INSTRUCTIONS TO FOLLOW:
Give back every line of the material below that has the string "MUST".

DATA TO PROCESS:

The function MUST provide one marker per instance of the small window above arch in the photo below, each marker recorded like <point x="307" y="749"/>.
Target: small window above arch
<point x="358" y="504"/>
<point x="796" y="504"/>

---

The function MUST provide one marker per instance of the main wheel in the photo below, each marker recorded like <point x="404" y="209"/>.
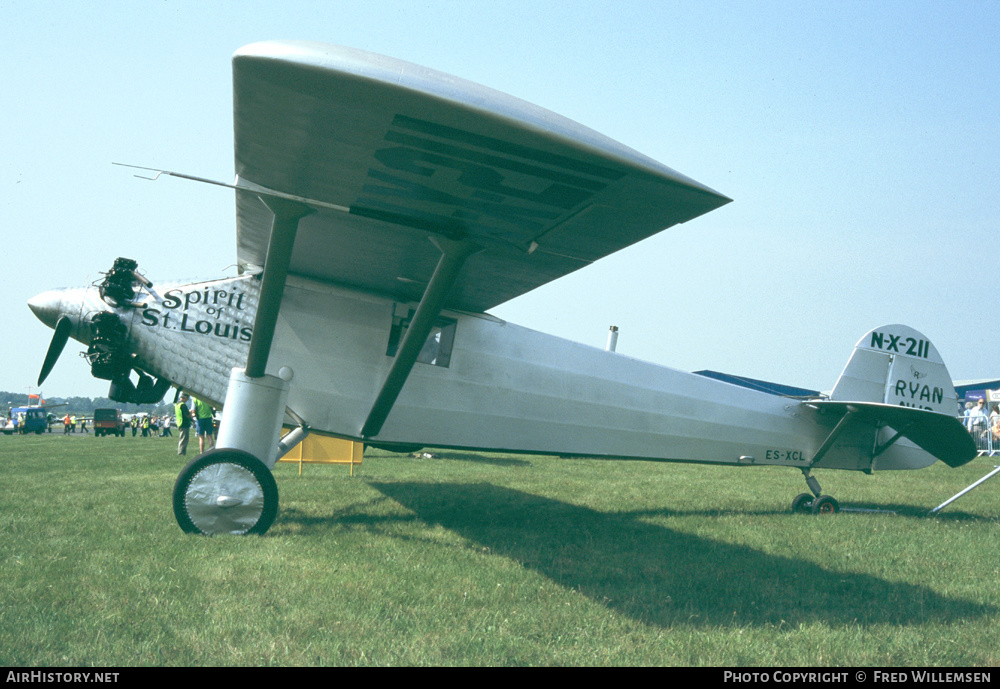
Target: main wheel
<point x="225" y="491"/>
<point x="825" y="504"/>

WRITTEN RESPONSE:
The function MUST provide one marker per instance of the small window above arch in the photo below, each marker recorded like <point x="307" y="749"/>.
The function MUST provide one marker per instance of the main wheel in the photo below, each marker recorded like <point x="404" y="209"/>.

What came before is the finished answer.